***** DOCUMENT EXTRACT

Most forecasters expect rates to drift down further over the year, but not back to the 3% range any time soon. The consensus? The 30-year average will probably stay above 6% for most scenarios this year. Translation: buyers may see better deals than late 2025, but big relief probably isn’t around the corner.

A useful take from Jiayi Xu, economist at Realtor.com:

“While slightly better rates have supported modest increases in sales and helped temper affordability pressures, the recovery is expected to be slow and uneven until rates move significantly lower and inventory expands further.”

In short – lower rates help, but they’re not a cure-all when there’s just not enough homes for sale.

What to do now

  • If you’re shopping: don’t assume rates will drop a lot in the next few weeks. Lock options and shop lenders – small differences in fees and points matter.
  • If you’re refinancing: compare the math carefully. If your current rate is under 5%, a refi might not make sense unless rates fall a lot more.
  • If you’re just watching: keep tabs on the 10-year Treasury yield and Fed commentary — those are the real signal drivers.

Rates inched up, but we’re still near a multi-year trough compared with last year’s levels. The bigger story remains whether the Fed loosens policy further, how bonds react to global events, and whether home supply finally grows – all of which will determine if mortgage rates resume a friendly slide or drift higher from here.

**********
***** SUPPLIED ENTRIES

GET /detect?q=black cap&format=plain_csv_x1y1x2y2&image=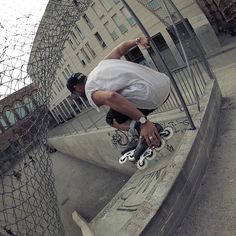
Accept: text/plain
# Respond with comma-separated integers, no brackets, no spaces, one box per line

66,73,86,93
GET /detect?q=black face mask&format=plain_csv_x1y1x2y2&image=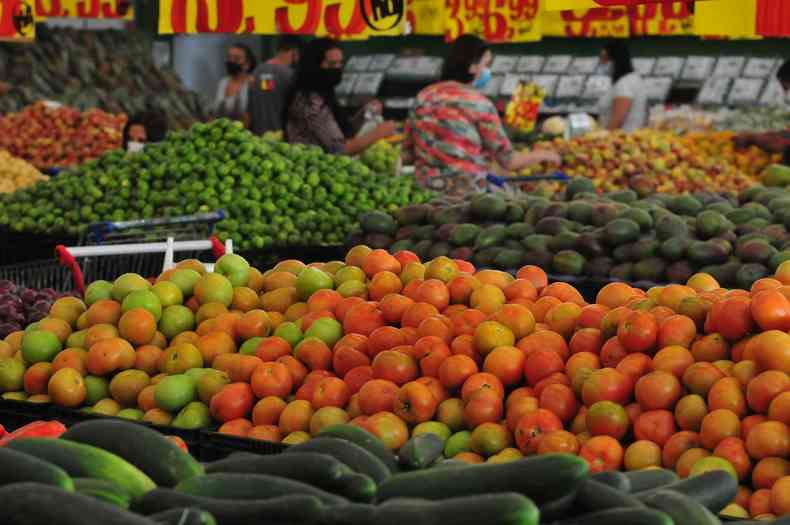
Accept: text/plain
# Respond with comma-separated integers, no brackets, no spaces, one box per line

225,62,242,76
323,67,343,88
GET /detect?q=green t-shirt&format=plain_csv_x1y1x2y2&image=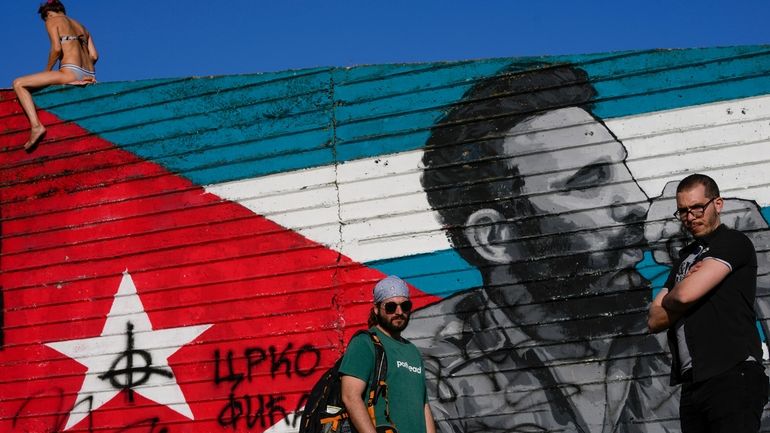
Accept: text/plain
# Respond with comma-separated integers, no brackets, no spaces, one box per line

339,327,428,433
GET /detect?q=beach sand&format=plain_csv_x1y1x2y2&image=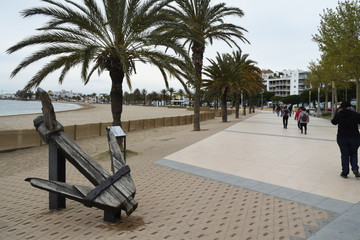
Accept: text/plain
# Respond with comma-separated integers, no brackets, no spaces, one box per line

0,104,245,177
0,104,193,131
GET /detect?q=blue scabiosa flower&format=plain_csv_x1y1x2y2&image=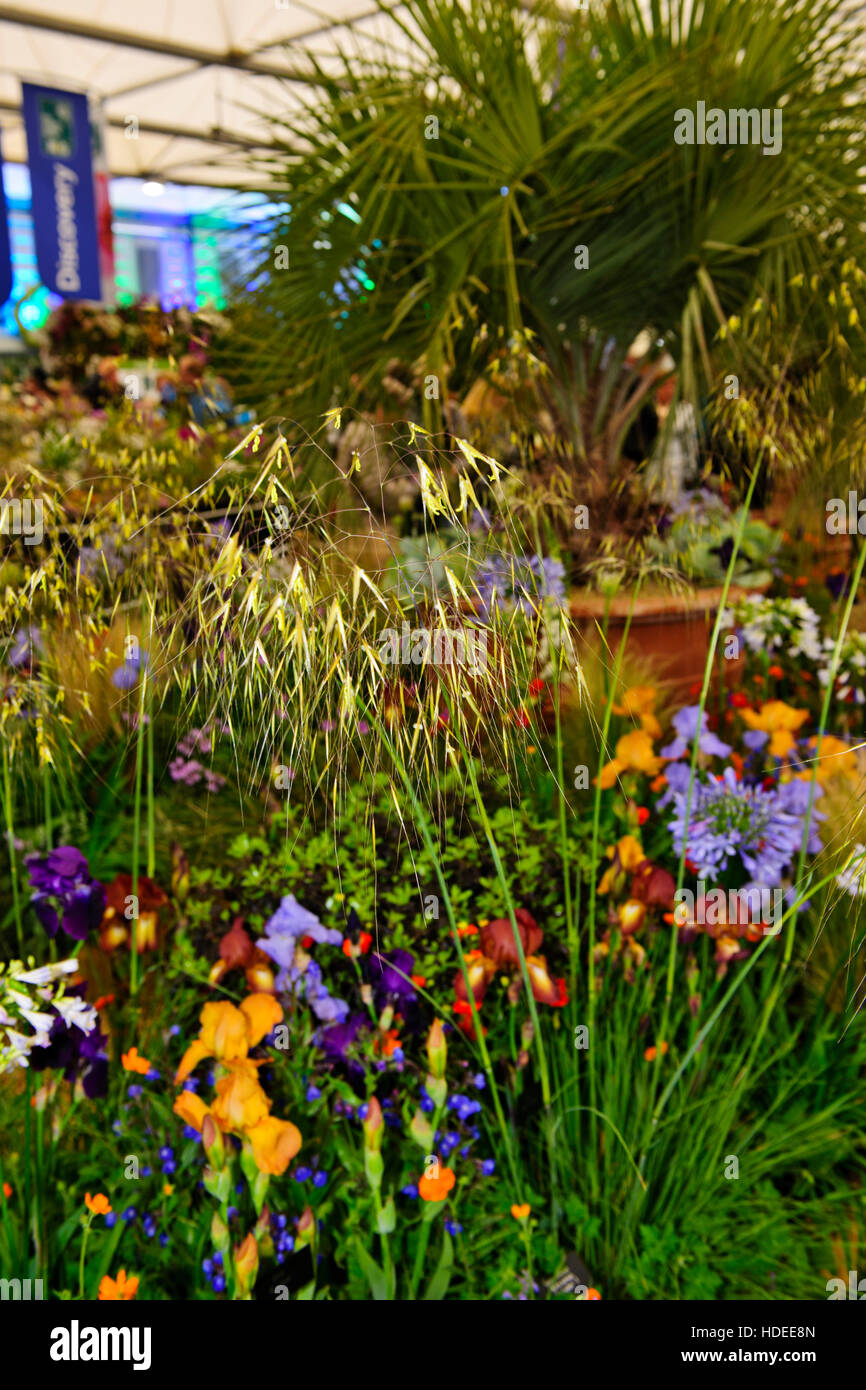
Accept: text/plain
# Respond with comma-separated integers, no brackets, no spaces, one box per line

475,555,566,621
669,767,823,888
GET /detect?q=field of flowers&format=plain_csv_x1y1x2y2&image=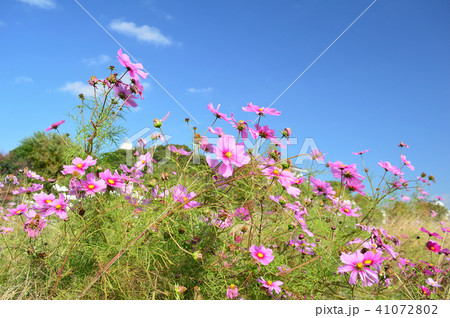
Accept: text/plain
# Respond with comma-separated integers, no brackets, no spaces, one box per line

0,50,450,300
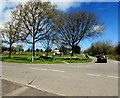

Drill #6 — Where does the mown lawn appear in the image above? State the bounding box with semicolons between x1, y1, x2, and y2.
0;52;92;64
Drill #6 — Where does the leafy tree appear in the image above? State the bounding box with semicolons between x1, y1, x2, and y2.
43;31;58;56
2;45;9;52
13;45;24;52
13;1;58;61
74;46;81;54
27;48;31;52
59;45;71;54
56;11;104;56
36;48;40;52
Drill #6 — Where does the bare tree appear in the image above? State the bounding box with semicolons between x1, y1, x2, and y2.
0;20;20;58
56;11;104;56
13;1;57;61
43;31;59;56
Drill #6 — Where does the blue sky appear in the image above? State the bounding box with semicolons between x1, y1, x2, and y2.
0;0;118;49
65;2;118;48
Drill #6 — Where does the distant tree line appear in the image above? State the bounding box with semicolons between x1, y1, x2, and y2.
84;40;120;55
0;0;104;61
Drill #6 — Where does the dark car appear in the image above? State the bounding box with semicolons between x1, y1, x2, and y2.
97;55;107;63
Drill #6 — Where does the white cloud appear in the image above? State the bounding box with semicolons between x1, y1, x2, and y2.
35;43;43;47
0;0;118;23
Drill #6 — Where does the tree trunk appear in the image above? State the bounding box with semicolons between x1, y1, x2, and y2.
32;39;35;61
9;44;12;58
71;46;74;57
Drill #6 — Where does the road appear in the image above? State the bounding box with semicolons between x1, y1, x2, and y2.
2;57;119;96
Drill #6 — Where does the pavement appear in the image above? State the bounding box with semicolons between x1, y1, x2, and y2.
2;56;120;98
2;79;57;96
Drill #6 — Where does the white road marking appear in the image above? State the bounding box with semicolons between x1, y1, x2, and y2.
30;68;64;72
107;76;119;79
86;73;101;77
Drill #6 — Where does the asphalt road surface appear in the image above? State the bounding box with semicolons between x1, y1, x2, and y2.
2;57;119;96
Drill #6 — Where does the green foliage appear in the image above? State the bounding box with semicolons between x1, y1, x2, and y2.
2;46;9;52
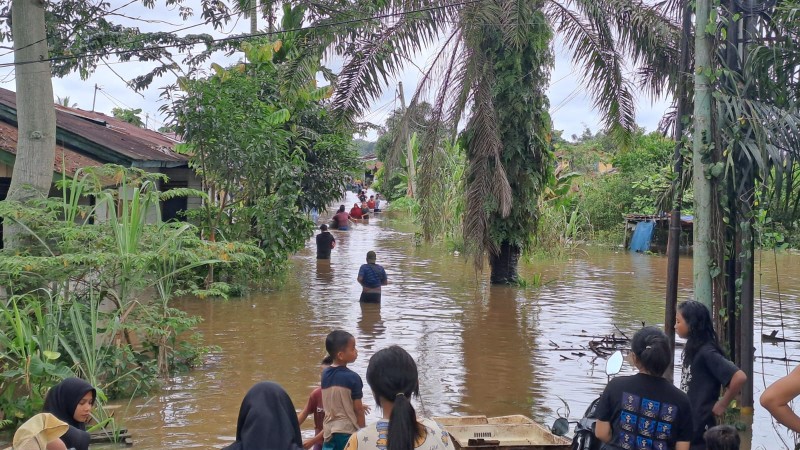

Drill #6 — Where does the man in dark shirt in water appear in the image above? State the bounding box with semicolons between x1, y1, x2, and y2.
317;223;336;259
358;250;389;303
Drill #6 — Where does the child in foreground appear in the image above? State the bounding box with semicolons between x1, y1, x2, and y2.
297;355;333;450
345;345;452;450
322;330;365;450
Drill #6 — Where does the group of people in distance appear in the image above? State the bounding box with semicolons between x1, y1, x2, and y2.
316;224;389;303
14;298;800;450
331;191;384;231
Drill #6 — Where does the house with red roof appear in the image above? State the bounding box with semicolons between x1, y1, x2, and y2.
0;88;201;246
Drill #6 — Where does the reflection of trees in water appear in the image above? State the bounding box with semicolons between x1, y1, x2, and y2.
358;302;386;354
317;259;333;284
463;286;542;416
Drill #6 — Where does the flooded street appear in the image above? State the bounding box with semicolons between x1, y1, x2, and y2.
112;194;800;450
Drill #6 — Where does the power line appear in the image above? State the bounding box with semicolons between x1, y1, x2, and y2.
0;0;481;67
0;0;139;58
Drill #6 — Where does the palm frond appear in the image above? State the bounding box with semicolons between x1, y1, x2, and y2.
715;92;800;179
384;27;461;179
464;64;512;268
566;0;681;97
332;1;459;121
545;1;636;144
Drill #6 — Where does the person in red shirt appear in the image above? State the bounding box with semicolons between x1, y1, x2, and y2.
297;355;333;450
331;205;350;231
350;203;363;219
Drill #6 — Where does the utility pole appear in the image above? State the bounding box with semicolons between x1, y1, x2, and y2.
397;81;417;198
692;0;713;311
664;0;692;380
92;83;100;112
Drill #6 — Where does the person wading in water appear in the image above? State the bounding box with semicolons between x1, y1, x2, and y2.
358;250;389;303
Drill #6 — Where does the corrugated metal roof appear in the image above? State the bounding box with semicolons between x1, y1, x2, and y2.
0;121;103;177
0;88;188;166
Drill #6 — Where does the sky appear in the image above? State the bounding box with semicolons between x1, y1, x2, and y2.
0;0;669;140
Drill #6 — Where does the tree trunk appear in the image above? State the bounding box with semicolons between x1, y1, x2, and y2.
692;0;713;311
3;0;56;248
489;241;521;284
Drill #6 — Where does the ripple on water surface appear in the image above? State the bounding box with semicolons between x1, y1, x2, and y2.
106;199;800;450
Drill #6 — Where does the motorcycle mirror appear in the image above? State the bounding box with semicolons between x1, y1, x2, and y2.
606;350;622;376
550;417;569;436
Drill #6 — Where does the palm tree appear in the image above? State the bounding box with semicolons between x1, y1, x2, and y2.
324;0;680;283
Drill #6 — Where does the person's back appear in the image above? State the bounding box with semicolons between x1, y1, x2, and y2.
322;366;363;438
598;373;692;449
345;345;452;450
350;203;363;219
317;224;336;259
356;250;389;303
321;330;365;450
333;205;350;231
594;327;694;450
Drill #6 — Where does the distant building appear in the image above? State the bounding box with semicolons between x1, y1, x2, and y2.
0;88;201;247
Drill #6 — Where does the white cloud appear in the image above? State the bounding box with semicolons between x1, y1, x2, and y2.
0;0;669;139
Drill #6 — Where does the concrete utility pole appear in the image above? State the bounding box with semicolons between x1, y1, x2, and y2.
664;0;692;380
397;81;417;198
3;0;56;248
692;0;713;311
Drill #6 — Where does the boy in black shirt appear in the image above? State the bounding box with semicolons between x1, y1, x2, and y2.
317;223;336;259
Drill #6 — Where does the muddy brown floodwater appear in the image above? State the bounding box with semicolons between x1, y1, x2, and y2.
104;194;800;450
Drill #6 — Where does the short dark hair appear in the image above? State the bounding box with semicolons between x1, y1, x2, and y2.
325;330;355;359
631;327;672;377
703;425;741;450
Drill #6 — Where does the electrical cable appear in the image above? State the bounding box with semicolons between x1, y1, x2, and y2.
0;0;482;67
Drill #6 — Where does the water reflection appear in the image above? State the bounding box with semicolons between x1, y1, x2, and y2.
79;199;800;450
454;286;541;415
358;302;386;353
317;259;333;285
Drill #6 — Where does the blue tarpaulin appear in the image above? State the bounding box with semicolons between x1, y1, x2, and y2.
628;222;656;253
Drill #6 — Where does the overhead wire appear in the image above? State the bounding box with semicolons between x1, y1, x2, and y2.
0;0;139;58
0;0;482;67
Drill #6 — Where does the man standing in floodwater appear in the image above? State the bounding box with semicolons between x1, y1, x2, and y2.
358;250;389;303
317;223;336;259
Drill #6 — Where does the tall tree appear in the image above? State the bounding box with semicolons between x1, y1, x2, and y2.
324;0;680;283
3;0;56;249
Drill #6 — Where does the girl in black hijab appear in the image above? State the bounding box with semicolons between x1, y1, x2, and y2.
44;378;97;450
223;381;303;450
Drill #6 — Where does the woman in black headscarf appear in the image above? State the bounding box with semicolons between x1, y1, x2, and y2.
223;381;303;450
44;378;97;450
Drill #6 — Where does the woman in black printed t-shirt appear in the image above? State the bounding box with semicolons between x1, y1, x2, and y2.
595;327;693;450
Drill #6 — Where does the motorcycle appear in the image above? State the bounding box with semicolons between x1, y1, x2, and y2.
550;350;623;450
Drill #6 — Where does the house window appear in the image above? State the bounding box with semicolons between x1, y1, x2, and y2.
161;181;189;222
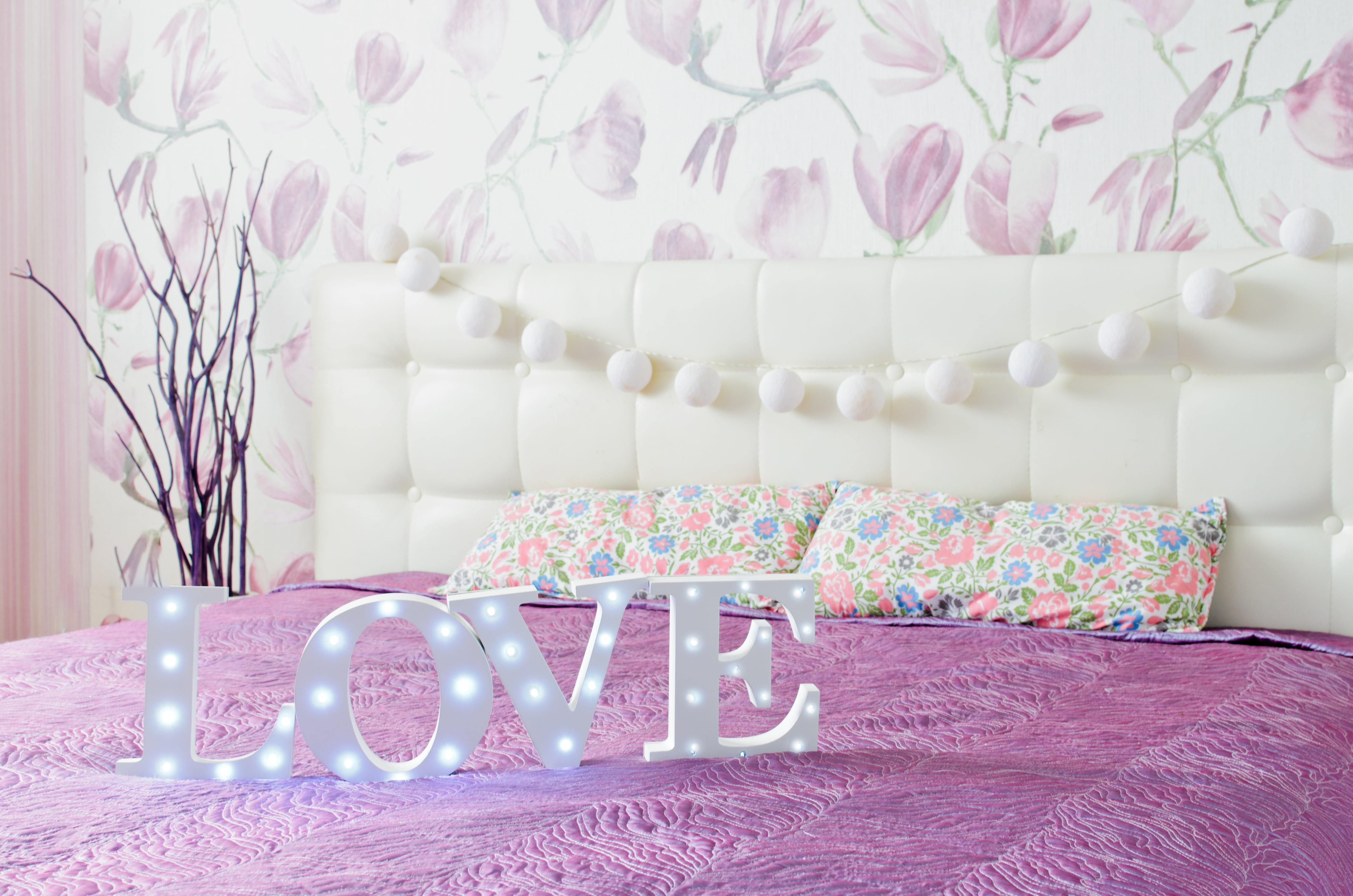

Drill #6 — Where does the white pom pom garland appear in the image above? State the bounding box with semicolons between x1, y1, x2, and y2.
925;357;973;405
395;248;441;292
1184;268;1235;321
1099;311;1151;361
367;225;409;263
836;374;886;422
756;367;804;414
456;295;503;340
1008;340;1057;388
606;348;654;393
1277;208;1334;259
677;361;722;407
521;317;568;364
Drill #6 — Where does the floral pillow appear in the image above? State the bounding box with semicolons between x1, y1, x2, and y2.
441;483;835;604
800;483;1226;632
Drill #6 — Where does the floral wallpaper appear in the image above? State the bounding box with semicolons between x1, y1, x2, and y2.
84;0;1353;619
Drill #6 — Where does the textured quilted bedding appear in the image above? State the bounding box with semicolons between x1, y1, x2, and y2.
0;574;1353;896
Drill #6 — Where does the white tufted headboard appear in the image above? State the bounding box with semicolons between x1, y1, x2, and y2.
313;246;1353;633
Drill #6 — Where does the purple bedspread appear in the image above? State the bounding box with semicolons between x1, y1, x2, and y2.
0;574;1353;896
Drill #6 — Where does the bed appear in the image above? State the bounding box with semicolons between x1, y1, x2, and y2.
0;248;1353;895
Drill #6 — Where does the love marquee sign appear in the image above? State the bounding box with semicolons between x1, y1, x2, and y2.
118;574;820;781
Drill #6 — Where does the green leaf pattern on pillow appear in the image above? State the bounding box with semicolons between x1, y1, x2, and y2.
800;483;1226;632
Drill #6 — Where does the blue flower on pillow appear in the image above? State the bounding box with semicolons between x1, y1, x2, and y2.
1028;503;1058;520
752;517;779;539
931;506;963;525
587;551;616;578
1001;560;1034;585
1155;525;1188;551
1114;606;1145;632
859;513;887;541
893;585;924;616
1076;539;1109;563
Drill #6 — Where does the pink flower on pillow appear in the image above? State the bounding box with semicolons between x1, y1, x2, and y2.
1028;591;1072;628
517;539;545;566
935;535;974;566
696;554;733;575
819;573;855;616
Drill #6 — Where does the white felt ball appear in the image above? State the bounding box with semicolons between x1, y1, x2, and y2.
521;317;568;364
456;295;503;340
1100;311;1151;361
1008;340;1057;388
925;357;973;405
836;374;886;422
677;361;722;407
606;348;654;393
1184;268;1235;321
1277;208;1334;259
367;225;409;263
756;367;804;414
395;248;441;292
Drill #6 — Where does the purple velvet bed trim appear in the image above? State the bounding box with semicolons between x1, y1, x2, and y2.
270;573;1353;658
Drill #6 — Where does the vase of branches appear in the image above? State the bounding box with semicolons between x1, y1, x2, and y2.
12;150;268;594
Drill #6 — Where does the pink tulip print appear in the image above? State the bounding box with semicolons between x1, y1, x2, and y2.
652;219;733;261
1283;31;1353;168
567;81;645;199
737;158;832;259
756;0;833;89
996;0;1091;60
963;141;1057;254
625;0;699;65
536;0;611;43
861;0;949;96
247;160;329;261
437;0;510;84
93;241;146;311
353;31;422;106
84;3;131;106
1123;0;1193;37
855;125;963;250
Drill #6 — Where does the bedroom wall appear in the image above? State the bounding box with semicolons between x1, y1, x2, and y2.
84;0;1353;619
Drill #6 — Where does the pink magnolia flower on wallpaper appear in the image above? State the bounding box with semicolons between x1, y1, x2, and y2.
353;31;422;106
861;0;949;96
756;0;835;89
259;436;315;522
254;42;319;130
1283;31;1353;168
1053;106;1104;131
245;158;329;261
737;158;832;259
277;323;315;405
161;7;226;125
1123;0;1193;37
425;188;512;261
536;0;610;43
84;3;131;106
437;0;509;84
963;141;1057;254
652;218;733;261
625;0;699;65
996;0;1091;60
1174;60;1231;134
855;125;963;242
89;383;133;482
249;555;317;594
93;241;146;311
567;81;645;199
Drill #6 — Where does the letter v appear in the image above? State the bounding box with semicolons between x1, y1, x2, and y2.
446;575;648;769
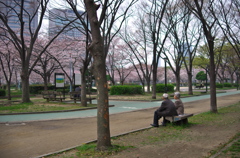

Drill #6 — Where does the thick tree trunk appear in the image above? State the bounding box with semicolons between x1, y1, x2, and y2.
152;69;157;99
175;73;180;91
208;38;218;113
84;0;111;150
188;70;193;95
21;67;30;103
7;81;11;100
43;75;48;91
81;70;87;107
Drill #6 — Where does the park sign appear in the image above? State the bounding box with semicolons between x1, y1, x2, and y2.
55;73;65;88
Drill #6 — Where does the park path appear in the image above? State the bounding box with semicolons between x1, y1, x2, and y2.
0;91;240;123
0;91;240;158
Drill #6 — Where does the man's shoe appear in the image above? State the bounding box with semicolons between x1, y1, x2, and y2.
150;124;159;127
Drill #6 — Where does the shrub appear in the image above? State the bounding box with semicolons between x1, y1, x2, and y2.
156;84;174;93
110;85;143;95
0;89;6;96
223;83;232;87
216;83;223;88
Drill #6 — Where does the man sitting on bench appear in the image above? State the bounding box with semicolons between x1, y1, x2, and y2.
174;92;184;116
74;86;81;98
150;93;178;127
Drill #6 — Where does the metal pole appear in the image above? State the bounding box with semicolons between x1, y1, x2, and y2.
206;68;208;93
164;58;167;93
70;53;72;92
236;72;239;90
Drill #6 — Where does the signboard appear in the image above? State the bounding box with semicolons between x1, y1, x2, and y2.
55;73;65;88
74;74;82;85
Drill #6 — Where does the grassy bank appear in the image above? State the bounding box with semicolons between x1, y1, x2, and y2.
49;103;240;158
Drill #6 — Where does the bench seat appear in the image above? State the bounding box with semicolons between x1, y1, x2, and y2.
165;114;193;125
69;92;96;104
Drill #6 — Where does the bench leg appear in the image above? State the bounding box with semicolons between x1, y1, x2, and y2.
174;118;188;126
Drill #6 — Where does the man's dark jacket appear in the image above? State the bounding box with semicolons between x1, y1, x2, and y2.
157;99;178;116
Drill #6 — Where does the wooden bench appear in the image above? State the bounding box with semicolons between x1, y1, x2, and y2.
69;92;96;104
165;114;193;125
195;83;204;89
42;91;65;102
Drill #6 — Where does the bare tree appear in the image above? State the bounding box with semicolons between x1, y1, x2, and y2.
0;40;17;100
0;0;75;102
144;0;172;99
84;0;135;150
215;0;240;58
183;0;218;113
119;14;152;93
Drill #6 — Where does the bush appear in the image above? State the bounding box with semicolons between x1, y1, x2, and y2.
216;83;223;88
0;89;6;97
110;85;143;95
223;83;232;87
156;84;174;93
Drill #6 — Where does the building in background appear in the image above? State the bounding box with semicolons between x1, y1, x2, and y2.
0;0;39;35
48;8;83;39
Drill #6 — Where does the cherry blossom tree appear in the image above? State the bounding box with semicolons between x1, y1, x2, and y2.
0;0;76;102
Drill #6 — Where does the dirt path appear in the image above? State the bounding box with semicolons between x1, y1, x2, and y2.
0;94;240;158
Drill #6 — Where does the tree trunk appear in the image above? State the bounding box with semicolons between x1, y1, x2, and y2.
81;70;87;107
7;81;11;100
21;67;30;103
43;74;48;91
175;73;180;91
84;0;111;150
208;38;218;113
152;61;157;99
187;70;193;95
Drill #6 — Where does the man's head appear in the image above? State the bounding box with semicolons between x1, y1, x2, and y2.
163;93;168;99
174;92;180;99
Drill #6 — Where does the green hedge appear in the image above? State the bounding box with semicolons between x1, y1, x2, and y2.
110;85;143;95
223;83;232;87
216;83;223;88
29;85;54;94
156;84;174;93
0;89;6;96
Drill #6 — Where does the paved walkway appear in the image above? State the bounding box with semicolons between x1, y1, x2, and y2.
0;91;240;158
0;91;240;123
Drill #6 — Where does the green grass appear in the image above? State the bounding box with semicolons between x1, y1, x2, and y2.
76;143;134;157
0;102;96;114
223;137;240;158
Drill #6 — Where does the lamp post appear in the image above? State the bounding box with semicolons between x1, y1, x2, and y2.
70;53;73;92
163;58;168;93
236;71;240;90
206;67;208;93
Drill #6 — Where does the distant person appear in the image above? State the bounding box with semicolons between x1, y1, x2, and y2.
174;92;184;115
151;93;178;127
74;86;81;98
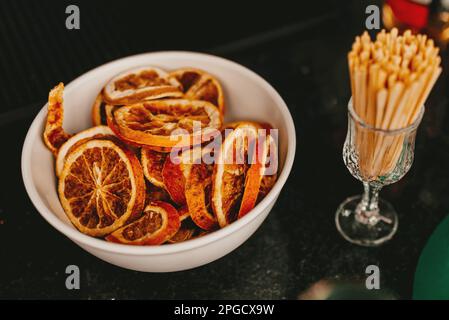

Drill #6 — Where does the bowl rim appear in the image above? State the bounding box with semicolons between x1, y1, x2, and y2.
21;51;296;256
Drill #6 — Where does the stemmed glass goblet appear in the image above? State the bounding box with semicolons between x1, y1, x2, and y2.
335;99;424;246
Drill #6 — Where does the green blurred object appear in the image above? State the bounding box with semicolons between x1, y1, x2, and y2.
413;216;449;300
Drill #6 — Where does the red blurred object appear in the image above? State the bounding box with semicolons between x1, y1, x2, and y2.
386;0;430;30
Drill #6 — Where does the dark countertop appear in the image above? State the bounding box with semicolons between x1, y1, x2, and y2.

**********

ACTIONS TO TAKE
[1] Update the stretch of the mortgage rate outlook from "In short – lower" through "higher from here.", replacing "lenders" with "mortgage providers".
[2] According to the mortgage rate outlook, what level is the 30-year average expected to stay above for most scenarios this year?
The lines come from a different source than the mortgage rate outlook.

WORKED ANSWERS
[1]
In short – lower rates help, but they’re not a cure-all when there’s just not enough homes for sale.

What to do now

  • If you’re shopping: don’t assume rates will drop a lot in the next few weeks. Lock options and shop mortgage providers – small differences in fees and points matter.
  • If you’re refinancing: compare the math carefully. If your current rate is under 5%, a refi might not make sense unless rates fall a lot more.
  • If you’re just watching: keep tabs on the 10-year Treasury yield and Fed commentary — those are the real signal drivers.

Rates inched up, but we’re still near a multi-year trough compared with last year’s levels. The bigger story remains whether the Fed loosens policy further, how bonds react to global events, and whether home supply finally grows – all of which will determine if mortgage rates resume a friendly slide or drift higher from here.

[2] Above 6%.